# [What is being asked]
Pull every line containing "front" from the data.

[Annotated photo localization data]

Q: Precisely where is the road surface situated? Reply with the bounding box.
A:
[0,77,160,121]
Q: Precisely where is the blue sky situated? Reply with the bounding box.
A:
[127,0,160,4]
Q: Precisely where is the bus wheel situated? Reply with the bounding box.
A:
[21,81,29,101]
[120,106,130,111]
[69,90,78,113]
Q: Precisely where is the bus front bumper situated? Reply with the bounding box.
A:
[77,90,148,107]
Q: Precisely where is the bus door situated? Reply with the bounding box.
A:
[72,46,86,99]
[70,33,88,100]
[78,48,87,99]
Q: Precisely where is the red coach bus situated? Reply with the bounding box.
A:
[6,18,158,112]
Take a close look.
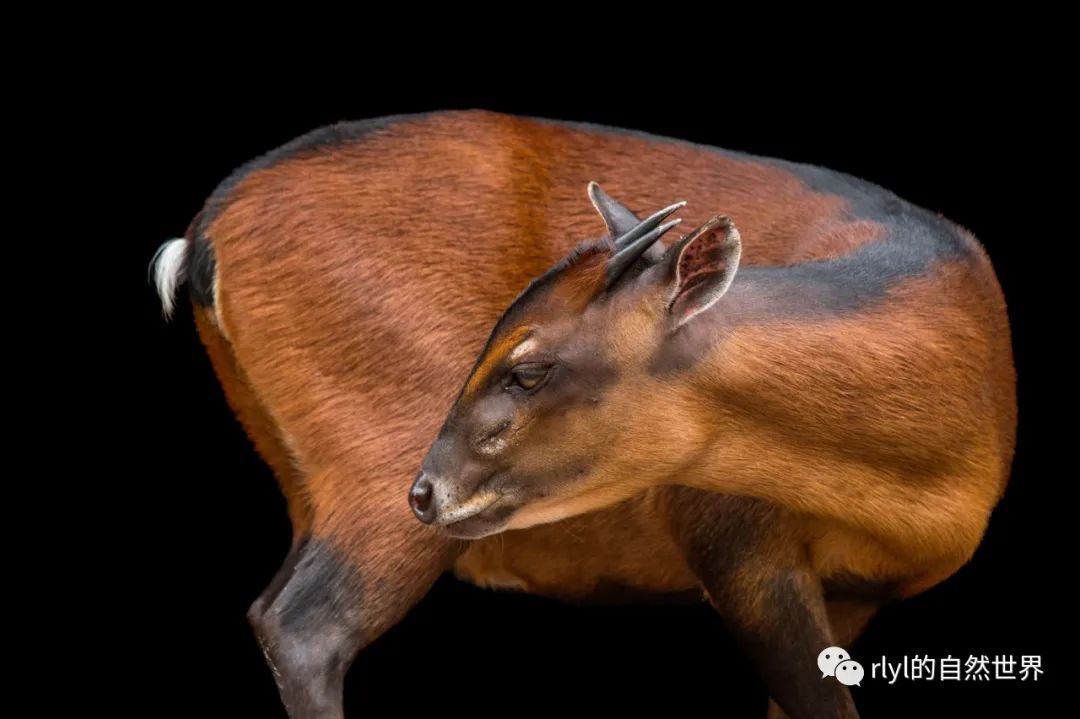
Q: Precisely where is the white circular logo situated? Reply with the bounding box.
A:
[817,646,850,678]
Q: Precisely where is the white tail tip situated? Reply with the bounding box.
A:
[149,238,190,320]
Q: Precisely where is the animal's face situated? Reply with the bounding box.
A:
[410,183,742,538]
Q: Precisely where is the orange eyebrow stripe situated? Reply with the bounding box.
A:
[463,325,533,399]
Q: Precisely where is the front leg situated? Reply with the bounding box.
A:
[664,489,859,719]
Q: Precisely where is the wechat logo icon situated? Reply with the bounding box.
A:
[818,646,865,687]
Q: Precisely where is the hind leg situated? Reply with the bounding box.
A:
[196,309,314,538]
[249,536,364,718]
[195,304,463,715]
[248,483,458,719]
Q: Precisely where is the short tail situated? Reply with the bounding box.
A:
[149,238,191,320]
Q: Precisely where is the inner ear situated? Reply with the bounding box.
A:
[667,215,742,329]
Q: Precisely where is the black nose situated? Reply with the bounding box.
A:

# [Result of the task]
Q: Precisely where is the bus front bumper situated? Reply with the bounding box.
Q: Precisely where is the front leg situated? Reply with the bounding box.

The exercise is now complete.